> [MATERIAL FOR THIS TASK]:
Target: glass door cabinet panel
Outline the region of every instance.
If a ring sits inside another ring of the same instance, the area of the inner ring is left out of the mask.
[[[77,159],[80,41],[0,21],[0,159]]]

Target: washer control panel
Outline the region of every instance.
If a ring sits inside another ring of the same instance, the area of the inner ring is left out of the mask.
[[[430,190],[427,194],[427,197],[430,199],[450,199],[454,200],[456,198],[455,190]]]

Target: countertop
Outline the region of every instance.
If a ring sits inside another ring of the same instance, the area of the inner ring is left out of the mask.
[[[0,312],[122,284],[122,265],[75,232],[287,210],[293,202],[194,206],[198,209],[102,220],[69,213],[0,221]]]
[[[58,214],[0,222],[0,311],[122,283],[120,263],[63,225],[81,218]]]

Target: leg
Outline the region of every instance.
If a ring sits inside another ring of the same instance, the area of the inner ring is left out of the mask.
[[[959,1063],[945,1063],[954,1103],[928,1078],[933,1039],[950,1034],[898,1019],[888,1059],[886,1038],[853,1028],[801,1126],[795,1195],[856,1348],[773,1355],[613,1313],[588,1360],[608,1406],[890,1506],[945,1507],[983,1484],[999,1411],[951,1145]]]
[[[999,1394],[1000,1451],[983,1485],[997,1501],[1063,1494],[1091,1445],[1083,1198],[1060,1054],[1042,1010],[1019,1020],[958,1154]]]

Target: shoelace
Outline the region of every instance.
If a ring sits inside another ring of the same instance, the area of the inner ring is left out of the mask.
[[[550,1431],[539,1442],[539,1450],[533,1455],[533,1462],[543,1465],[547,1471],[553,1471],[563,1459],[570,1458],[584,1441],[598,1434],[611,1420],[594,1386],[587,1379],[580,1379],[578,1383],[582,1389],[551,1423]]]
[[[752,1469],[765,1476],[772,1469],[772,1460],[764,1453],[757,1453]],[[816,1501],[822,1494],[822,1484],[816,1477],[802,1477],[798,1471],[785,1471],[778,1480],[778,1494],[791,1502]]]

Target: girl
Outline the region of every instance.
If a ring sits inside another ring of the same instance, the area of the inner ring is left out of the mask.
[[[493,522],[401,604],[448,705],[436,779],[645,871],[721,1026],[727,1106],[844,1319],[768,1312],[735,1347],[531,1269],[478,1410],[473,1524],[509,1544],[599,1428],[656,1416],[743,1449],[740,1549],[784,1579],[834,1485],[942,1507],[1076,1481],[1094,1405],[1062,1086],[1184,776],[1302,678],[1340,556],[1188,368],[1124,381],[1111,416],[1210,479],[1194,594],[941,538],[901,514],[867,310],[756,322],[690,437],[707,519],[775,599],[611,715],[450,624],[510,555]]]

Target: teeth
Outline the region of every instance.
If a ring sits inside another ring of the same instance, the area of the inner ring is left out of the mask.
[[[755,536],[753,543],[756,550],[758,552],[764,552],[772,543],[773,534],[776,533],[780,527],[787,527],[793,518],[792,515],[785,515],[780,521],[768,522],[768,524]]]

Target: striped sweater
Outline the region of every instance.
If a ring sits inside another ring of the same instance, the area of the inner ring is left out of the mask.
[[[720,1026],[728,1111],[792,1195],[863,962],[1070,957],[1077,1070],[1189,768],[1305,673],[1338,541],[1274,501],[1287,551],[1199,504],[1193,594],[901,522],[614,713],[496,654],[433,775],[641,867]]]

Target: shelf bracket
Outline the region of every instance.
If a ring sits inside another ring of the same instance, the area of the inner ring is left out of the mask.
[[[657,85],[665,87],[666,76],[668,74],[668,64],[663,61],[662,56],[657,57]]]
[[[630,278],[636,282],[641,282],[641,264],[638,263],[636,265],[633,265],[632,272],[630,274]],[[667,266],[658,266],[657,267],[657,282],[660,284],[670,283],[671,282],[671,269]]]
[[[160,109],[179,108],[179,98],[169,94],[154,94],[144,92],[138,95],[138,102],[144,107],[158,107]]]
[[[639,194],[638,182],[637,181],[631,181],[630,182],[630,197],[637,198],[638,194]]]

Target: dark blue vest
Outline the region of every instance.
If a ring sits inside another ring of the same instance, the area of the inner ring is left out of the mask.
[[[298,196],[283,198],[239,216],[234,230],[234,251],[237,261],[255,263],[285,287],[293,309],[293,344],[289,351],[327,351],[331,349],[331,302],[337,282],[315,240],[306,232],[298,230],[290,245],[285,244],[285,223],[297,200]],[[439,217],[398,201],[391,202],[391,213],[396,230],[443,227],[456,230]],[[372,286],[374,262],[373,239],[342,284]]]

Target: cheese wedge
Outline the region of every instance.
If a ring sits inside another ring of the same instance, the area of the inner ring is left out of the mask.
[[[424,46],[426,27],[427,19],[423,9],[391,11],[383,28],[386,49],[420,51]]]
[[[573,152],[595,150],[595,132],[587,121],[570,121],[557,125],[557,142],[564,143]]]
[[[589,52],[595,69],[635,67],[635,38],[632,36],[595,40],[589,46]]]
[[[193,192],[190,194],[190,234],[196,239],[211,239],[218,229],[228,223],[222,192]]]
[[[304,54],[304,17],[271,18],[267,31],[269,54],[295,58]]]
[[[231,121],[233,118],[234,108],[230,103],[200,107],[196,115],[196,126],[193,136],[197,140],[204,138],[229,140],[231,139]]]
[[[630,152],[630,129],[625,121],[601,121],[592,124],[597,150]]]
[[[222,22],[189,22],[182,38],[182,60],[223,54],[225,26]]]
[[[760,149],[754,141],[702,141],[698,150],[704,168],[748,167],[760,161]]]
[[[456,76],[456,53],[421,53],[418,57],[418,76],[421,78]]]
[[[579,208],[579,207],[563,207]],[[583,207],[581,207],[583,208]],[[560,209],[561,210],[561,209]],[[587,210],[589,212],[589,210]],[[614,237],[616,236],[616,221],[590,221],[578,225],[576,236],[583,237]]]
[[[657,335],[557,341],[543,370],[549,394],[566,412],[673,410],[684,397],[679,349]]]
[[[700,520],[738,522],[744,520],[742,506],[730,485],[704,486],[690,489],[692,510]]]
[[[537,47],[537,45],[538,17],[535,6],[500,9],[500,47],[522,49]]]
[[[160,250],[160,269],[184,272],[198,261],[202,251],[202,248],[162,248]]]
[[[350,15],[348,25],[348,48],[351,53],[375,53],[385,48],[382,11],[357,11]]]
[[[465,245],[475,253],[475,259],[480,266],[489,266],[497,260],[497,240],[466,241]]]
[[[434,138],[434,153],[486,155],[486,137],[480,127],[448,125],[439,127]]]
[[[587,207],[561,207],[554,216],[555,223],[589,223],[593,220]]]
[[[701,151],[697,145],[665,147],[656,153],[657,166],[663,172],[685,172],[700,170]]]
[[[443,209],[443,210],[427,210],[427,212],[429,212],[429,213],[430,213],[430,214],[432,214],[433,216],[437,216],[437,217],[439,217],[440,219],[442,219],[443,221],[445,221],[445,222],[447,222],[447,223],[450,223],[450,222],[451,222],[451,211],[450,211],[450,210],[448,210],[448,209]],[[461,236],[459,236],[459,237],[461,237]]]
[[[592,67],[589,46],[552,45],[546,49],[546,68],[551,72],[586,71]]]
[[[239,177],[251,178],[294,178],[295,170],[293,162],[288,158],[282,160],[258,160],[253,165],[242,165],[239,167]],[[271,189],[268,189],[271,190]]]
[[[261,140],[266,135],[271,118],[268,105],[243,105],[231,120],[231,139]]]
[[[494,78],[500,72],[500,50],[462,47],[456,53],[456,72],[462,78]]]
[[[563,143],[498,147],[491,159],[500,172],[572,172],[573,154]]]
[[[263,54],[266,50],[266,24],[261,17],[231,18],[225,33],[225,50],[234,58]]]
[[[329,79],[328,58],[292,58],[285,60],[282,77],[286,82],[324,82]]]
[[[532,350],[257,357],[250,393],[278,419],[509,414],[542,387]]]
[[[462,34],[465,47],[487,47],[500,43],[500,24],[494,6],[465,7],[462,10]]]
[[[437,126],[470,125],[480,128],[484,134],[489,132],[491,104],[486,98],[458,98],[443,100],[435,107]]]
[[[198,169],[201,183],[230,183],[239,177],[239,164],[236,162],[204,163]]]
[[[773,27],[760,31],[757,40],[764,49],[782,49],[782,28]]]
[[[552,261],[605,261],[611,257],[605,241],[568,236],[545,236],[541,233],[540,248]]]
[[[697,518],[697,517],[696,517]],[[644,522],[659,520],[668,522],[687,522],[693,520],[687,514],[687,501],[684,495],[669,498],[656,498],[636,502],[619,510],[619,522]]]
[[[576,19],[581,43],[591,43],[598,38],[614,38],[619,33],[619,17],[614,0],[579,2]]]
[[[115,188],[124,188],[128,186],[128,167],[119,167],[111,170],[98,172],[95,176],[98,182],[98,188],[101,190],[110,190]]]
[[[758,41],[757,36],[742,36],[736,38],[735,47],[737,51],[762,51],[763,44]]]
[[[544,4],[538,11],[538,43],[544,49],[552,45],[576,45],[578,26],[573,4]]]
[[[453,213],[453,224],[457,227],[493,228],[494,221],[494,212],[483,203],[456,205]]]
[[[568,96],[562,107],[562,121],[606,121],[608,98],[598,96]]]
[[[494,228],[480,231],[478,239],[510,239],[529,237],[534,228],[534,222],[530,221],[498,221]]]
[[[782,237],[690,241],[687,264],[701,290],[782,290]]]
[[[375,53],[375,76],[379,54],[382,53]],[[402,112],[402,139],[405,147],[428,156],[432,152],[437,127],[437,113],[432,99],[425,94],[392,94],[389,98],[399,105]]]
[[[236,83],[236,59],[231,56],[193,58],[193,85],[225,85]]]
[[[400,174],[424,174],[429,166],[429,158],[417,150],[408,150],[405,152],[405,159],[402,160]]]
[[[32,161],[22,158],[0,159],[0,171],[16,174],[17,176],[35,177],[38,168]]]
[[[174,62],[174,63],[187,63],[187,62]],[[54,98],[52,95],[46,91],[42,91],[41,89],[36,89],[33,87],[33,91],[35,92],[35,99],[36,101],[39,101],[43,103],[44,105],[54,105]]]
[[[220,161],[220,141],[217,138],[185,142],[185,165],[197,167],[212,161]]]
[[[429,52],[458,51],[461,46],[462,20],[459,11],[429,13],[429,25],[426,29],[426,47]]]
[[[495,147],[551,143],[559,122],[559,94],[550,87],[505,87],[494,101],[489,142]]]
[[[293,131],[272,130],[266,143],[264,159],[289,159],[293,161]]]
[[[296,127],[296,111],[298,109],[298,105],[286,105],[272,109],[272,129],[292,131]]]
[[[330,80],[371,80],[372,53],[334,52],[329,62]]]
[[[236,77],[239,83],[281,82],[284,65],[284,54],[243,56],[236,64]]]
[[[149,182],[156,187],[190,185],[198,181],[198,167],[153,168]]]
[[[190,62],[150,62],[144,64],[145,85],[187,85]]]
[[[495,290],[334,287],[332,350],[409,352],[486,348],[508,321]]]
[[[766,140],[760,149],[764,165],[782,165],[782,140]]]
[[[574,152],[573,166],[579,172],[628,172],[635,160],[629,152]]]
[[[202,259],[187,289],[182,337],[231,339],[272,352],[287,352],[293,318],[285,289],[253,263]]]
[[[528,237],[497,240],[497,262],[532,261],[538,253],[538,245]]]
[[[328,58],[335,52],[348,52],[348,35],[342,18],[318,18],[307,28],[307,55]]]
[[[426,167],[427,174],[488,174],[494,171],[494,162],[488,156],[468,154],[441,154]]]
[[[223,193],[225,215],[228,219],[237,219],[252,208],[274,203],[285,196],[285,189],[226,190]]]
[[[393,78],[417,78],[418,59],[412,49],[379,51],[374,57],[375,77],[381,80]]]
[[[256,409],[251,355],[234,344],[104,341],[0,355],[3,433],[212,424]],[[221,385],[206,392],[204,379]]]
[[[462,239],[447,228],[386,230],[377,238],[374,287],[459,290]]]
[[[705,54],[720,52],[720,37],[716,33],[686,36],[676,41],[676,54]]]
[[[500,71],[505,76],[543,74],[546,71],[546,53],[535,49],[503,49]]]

> [TASK TO CARRY OUT]: The answer should be a single number giving how many lines in the records hold the word "panel".

> [ANSWER TO THE EXERCISE]: 2